** Start of Dataset **

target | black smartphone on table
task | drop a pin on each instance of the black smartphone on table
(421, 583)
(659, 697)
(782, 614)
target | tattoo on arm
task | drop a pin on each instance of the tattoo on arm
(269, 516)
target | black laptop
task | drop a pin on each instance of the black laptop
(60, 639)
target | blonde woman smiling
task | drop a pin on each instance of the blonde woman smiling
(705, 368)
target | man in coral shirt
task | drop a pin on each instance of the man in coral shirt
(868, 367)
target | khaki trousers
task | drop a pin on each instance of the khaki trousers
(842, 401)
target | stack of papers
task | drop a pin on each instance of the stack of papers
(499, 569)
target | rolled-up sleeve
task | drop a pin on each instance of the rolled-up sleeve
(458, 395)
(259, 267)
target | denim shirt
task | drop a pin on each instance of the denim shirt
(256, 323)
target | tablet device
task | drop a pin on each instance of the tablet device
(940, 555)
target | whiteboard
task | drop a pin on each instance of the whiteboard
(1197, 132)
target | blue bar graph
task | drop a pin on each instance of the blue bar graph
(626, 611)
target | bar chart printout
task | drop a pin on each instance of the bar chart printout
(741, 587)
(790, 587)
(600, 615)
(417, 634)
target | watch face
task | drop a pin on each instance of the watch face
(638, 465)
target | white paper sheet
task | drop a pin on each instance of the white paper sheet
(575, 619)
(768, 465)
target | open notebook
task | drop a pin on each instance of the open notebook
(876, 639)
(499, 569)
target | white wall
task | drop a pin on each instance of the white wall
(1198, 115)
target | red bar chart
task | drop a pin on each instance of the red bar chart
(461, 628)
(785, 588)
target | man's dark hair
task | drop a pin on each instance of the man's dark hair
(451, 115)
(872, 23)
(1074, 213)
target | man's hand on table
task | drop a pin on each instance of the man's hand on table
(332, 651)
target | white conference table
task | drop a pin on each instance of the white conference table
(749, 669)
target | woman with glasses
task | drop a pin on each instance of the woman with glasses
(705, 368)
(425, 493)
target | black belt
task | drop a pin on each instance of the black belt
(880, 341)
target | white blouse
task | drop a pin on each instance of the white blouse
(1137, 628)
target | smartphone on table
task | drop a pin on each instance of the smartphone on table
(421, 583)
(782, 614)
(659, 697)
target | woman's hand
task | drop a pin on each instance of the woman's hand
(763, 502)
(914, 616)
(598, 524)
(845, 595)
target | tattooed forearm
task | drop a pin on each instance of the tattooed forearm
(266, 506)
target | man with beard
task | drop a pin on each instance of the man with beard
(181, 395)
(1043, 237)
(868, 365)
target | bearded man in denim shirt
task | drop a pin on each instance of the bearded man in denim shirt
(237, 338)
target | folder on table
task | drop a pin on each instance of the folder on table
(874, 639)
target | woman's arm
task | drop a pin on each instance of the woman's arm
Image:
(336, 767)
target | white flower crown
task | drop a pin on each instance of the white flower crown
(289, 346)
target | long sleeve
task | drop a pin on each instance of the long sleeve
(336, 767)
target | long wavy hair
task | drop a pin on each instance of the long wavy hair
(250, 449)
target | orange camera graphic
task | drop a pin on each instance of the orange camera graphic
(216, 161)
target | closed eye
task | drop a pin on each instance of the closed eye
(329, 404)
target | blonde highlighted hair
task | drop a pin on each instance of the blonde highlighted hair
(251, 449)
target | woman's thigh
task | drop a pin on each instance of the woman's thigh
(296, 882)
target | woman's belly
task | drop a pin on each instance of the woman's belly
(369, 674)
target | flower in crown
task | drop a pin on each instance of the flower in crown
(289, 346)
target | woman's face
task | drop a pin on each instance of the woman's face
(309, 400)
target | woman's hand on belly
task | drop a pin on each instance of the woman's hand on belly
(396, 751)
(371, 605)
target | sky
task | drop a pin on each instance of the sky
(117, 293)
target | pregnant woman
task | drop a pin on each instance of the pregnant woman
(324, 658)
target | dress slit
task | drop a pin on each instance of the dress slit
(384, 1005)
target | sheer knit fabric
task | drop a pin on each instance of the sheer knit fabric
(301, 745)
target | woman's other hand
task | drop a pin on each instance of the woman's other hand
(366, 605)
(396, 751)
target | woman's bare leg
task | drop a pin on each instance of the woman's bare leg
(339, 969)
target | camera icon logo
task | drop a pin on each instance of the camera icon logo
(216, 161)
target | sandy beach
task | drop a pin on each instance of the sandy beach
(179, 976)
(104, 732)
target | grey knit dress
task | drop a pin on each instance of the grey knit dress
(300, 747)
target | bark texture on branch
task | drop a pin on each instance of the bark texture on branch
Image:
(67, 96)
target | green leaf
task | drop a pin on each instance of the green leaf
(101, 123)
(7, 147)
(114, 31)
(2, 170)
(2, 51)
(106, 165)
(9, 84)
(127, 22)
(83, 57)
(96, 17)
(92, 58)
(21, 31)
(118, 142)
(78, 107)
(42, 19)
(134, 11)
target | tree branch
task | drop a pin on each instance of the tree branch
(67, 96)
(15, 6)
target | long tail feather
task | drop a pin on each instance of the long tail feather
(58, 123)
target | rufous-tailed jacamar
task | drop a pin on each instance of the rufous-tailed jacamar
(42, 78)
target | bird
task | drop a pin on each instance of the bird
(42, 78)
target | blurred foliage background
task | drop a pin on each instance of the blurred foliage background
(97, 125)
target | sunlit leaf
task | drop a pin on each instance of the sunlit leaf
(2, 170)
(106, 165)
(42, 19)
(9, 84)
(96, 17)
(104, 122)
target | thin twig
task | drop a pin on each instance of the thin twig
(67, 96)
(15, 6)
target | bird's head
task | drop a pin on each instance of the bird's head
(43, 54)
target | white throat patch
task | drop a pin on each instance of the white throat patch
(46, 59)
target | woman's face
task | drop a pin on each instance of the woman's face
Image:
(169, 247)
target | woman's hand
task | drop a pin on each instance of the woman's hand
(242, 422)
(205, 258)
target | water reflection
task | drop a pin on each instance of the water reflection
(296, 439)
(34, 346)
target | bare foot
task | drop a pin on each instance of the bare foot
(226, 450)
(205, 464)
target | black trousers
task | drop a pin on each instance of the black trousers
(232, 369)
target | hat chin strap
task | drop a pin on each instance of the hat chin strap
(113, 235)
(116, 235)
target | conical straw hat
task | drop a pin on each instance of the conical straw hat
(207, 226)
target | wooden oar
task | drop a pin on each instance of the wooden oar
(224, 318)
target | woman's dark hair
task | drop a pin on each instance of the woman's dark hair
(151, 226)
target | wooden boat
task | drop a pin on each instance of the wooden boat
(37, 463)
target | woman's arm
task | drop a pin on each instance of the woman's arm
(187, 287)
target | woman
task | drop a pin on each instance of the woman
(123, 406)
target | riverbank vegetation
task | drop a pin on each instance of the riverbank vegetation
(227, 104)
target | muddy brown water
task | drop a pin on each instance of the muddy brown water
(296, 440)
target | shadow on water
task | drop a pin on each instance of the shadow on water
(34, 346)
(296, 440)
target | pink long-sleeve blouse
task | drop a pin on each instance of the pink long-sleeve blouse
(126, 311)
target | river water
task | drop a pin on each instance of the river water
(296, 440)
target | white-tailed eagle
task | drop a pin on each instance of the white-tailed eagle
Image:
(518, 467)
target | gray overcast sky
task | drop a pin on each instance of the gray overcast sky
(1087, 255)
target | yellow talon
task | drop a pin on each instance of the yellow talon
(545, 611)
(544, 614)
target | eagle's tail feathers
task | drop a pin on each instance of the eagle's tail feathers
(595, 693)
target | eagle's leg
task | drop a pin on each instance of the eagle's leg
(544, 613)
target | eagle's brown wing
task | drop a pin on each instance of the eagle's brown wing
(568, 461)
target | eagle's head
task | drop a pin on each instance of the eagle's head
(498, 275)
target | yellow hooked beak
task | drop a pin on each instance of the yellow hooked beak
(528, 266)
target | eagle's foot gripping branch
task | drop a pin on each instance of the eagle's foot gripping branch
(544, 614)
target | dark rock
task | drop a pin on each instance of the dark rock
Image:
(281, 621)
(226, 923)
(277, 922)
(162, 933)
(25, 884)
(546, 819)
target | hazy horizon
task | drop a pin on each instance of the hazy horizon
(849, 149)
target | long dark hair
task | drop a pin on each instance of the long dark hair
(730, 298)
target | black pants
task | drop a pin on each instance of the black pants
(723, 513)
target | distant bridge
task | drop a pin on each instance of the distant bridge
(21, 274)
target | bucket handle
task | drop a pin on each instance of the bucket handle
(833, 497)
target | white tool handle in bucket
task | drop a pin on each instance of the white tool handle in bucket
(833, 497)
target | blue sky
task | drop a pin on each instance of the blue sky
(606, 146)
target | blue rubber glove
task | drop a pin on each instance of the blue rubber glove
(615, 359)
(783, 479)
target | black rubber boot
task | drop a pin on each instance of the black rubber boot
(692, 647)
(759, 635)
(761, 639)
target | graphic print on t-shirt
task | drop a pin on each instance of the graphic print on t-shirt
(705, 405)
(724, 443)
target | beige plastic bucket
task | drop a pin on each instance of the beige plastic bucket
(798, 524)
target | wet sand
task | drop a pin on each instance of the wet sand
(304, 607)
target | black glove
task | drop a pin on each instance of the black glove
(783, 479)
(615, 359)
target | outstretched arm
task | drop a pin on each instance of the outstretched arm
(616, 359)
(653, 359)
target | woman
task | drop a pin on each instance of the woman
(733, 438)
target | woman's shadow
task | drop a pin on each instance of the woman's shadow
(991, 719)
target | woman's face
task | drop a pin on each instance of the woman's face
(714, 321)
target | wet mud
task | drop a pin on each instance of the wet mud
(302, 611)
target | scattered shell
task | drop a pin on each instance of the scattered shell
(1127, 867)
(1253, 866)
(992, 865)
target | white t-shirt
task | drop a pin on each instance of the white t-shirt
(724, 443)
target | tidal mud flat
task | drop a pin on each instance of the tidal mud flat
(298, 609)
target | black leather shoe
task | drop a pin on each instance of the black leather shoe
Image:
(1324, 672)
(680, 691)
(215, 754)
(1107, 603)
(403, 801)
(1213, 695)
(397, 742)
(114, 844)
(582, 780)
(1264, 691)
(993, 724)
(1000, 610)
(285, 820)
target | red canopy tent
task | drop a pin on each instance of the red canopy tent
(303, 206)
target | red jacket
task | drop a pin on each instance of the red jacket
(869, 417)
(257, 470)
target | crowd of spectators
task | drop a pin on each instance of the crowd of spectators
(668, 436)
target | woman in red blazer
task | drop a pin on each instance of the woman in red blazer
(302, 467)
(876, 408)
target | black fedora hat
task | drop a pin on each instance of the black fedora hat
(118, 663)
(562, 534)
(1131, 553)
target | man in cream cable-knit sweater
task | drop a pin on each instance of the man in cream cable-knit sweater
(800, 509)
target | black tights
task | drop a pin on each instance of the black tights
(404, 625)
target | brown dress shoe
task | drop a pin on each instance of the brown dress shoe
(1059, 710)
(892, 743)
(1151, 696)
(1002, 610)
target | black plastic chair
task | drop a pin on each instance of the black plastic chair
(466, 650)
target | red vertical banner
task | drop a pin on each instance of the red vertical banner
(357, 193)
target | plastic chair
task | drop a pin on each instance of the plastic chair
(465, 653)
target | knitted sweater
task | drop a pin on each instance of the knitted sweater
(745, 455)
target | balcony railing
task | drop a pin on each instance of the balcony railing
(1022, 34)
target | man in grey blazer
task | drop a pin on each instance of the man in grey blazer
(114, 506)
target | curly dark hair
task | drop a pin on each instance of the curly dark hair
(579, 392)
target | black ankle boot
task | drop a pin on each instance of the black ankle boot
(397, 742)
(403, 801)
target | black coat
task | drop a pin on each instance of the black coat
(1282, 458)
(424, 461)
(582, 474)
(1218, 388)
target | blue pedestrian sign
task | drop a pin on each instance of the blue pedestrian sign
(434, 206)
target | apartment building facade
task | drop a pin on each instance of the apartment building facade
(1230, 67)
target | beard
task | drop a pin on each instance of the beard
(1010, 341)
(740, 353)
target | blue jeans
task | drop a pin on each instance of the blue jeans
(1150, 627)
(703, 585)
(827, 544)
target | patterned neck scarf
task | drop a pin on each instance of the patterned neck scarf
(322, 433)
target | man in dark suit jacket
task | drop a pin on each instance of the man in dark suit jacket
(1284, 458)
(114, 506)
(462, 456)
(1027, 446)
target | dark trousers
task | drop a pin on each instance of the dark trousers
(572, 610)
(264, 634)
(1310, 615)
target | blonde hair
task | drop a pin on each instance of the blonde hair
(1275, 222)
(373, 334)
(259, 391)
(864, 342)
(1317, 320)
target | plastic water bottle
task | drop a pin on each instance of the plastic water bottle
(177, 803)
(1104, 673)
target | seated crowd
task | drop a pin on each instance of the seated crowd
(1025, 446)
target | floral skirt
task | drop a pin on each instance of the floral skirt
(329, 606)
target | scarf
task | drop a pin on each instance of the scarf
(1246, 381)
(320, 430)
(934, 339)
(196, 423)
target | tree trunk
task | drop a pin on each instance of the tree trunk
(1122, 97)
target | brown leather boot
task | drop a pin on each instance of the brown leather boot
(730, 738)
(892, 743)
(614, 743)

** End of Dataset **

Given instruction:
Repeat everything from the start of the entries down to the line containing "(1198, 115)", both ends included, copying each line exactly.

Solution to this exercise:
target | black smartphone on table
task | drop a pin on each instance of the black smartphone on table
(421, 583)
(659, 697)
(782, 614)
target | tattoo on arm
task | drop a pin on each instance of the tattoo on arm
(269, 516)
target | black laptop
task | drop a pin on each instance of the black laptop
(60, 639)
target | blonde woman smiling
task | drop a pin on each instance of the blonde woman smiling
(705, 368)
target | man in coral shirt
task | drop a pin on each instance of the man in coral shirt
(868, 367)
target | khaki trousers
task | drop a pin on each instance of the khaki trousers
(842, 401)
target | stack of papers
task | drop a pin on each instance of the stack of papers
(499, 569)
target | rolled-up sleeve
task | drop a pin on each instance of the rolled-up sleeve
(458, 395)
(259, 267)
target | denim shirt
task | drop a pin on each instance of the denim shirt
(256, 323)
target | tablet device
task | drop a pin on each instance of the tablet device
(940, 555)
target | whiteboard
task | drop a pin on each instance of the whiteboard
(1197, 132)
target | blue bar graph
task | drop a pin on each instance of the blue bar graph
(626, 611)
target | bar chart printout
task | drop a pin on each instance of the bar chart printout
(741, 587)
(790, 587)
(600, 615)
(417, 634)
target | watch face
task | drop a pin on each instance of the watch face
(638, 465)
target | white paper sheet
task | drop a pin on each instance of the white paper sheet
(575, 619)
(768, 465)
target | open notebook
task | drop a pin on each instance of the open notebook
(876, 639)
(499, 569)
target | white wall
task | drop a pin on each instance of the white wall
(1198, 115)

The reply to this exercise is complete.